We’ve heard it incessantly over the past few years. Life’s magic potion – it’s water. Are you tired? “You probably need more water”. Skin breakout? “Have you been drinking enough water?”. Completely uninspired and lacking in motivation to do anything whatsoever? “Drink your water!”.
Although drinking more water now comes with fancy chilled bottles and apps to track your progress, it really isn’t just a fad. Researchers at the University of East London have found that your brain is better able to focus when it is properly and regularly hydrated. The trial tested two groups of people after eating a meal, with only one of the groups permitted to drink water with their meal. It found that the better-hydrated group performed 14% quicker in subsequent cognitive tests.1
Just like other organs in the body, the brain needs fuel to function effectively, and the fuel it requires is water. When fully hydrated, the exchange of nutrients and toxins within the brain is highly efficient, with the result being better concentration and greater mental alertness. However, our brain doesn’t have a storage tank, so for optimal brain function, it needs to be fuelled regularly. When the brain is functioning on a full reserve of water and is being topped up frequently, we can think faster, be more focused, and experience greater clarity and creativity.
The advice is clear: For a healthy body, healthy mind and an easy way to beat the post-festive slump, keep your hydration levels high.
We’ve all heard the ‘8 glasses a day’ rule when it comes to drinking water, but how much exactly should we be consuming? The NHS advises that in climates such as the UK, we should be aiming for 6-8 glasses, or 1.2 litres per day to keep us sufficiently hydrated.
In hotter weather, or during exercise, it’s important to take in more water to ensure you don’t get dehydrated. And for those not keen on the taste of water, or lack off, sugar-free drinks, tea and coffee and low-fat milk all count towards upping your hydration habits.
Keeping your brain at optimum performance isn’t the only reason why drinking water is so important. Some other benefits of drinking enough water regularly are:
It acts as a lubricant for your joints. Cartilage, which is found in your joints, and also the disks of your spine, contains around 80% water. Joint pain can sometimes stem from long term dehydration reducing your joints shock-absorbing ability.
Another resolution that often tops the lists come January is to reduce junk food. You’ll have likely heard that we often feel hungry when in fact we’re just dehydrated. Making sure you’re keeping regularly topped up with fluids may combat those moments you find yourself staring into the fridge between meals.
As dehydration greatly affects all the systems in your body, it should come as no surprise this includes your respiratory system. By drinking enough water, you keep your airways and lungs clear by thinning the mucus lining. Not getting your daily water fix can cause that mucus to get sticky and thicken in your airways making you more susceptible to allergies, illness and a variety of other respiratory problems.
Although it can be tempting to buy into the fashion statement of drinking water with a temperature-regulating water bottle and turning on hourly alerts, there are some simple ways to ensure you’re getting what you need.
A jug of chilled water kept in the fridge can remind you to top up your glass whenever you are preparing a meal. For cities with hard water, a filtered jug can help to make the taste more palatable, although it isn’t a necessity. Tap water in the UK is some of the cleanest in the world with strict regulation and state-of-the-art filtration systems meaning 99.96% of samples are meeting the required standards.
Help meet two of your daily goals at once by infusing your drink of water with some fresh fruits. As fruit is largely made up of water, it will directly help with hydration as well as giving an added zing to your drink and working towards your 5-a-day.
Drinking water can become second nature when you establish consumption as a habit. Think of a time where you can fit in an extra glass without putting out your schedule. Perhaps this could be during the ad-break of your favourite tv programme, whilst you are making dinner or filling a reusable bottle every time you leave the house.

▸ TASKS AND EXERCISES:
1. According to the hydration article, how much quicker did the better-hydrated group perform in the later cognitive tests?
2. Repeat the hydration article word for word, beginning at the words "Help meet two" and stopping after the words "leave the house.".

▸ THE DATA:

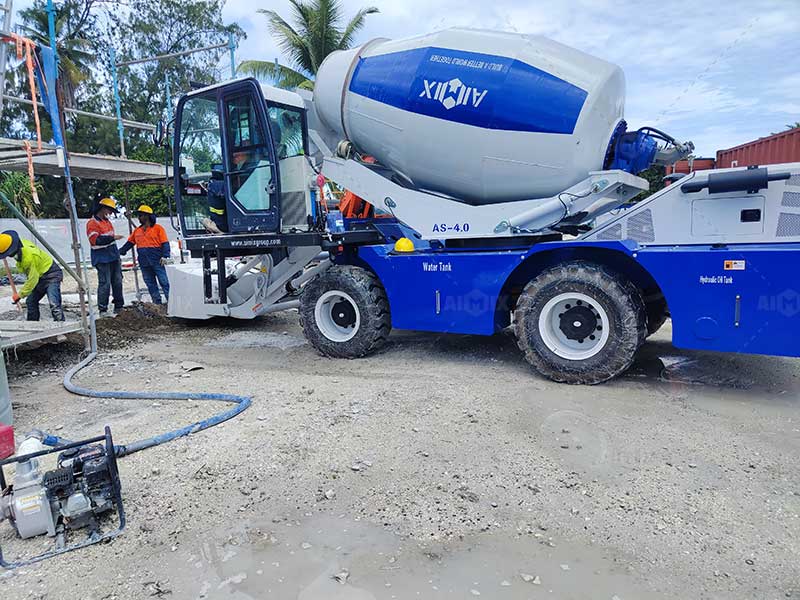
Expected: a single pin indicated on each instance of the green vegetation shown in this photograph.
(315, 32)
(86, 30)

▸ OUTPUTS FOR THE TASKS:
1. They performed 14% quicker.

2.
Help meet two of your daily goals at once by infusing your drink of water with some fresh fruits. As fruit is largely made up of water, it will directly help with hydration as well as giving an added zing to your drink and working towards your 5-a-day.
Drinking water can become second nature when you establish consumption as a habit. Think of a time where you can fit in an extra glass without putting out your schedule. Perhaps this could be during the ad-break of your favourite tv programme, whilst you are making dinner or filling a reusable bottle every time you leave the house.